* PASSAGE:
§ §

No other biblical book surfaces elsewhere in the New Testament as frequently as the Book of Exodus does; in the Old Testament only the Books of Psalms and Isaiah are cited more.”

John I. Durham, Word Biblical Commentary, Vol. 3: Exodus

This dramatic Israelite population increase caused a new pharaoh, who had not known Joseph, to be afraid: “The people of the children of Israel are more and mightier than we” (Exodus 1:9). His specific concern was that “in the event of war, . . . they [might] also join our enemies and fight against us, and so go up out of the land” (verse 10). To offset the threat brought about by a booming foreign population, Pharaoh subjected the Israelites to hard labor as they built his storage cities of Pithom and Raamses.

§ §

Decide whether each statement agrees with the passage on Exodus, answering yes or no and quoting the words that settle it: (a) The new pharaoh had known Joseph. (b) Pharaoh worried the Israelites might side with his enemies in a war. (c) The Israelites were put to work building storage cities named Pithom and Raamses. The entries that follow were drawn from a separate source and are unrelated to the passage on Exodus.

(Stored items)
§ §

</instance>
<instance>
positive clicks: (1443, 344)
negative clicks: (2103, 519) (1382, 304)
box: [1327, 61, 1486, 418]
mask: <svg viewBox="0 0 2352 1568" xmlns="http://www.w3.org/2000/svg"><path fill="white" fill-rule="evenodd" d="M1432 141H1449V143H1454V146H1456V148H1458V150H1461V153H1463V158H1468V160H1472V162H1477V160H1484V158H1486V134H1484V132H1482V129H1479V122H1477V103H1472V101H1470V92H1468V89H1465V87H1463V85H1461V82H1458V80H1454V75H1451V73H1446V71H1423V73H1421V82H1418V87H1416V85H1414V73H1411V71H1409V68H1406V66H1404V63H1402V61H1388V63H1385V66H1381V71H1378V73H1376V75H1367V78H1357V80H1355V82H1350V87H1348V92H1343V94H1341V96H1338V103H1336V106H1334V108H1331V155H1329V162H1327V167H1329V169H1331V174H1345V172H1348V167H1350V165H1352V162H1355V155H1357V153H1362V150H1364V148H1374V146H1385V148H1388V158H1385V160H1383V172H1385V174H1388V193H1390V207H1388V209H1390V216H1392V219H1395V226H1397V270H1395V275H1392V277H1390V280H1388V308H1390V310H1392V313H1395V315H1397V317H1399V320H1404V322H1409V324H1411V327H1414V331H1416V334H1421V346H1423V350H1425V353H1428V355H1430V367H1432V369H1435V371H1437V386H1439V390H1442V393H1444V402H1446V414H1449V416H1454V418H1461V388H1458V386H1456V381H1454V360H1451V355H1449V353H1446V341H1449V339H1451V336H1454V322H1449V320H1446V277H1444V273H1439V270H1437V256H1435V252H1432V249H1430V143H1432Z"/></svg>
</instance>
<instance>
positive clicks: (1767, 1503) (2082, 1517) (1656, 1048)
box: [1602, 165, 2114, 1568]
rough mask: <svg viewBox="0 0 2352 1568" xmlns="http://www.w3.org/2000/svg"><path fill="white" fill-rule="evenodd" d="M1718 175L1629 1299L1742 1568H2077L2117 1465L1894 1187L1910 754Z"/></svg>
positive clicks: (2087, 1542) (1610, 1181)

§ §

* EXERCISE ANSWER:
(a) No: "who had not known Joseph"
(b) Yes: "they [might] also join our enemies and fight against us"
(c) Yes: "built his storage cities of Pithom and Raamses"